=== WRITTEN INSTRUCTION ===
Arrange every line of the listing below as a numbered list, skipping blank lines and leaving out the pictures.

=== MATERIAL TO PROCESS ===
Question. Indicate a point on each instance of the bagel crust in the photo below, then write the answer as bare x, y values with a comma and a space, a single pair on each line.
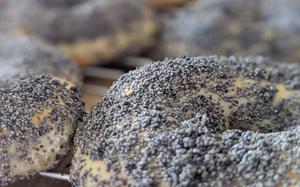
89, 31
24, 56
38, 115
194, 121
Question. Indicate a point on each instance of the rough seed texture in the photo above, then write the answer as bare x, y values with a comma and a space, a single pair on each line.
201, 121
38, 115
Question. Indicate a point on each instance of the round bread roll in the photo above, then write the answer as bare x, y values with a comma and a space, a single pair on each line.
23, 56
90, 31
234, 27
38, 115
194, 121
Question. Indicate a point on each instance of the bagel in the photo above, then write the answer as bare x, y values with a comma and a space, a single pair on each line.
194, 121
38, 116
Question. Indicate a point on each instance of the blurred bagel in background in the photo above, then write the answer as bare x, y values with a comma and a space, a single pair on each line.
23, 56
167, 3
234, 27
90, 31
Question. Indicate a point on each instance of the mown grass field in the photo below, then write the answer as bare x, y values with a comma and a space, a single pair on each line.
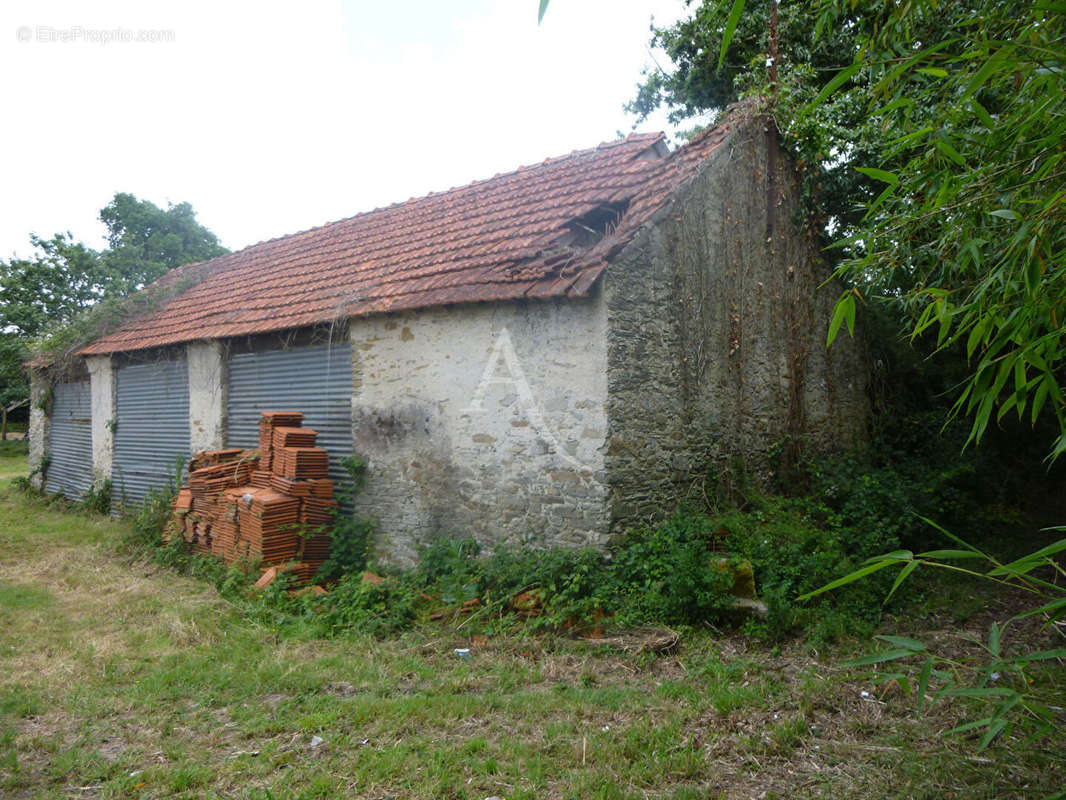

=== SOLUTION FOR THIS TASK ===
1. Question. Indicate a point on each instance of the bagel crust in the photo below, then write the answer as bare x, y values with a comma and a space, a single pair on each line.
2. 89, 31
3. 24, 56
4. 38, 115
5. 194, 121
6. Question. Indicate a point on each instance of the rough seed texture in the photo above, then write the answer as bare x, y values with a comma and a space, a single pair on each line.
7. 201, 121
8. 38, 115
9. Question. Indicate a point on each instance of the round bread roll in the photo above, then write the answer as bare x, y values with a comma and a space, a single pair on each line.
10. 23, 56
11. 90, 31
12. 234, 27
13. 38, 115
14. 194, 121
15. Question. Indicate a point on each instance of the bagel in the photo above, then write the answer as bare x, y values with a comma and a space, a single pair on each line.
16. 194, 121
17. 38, 116
18. Question. Indicate a point on each instance of the blurred bagel in background in the photo above, then write the answer as bare x, y values with a comma and a space, a single pair on each line.
19. 23, 56
20. 167, 3
21. 234, 27
22. 90, 31
23. Question. Indicate a point on each instance of the mown grass field in the photo below, then write the answer as bare x, y values with a comma and a space, a single pair on each line.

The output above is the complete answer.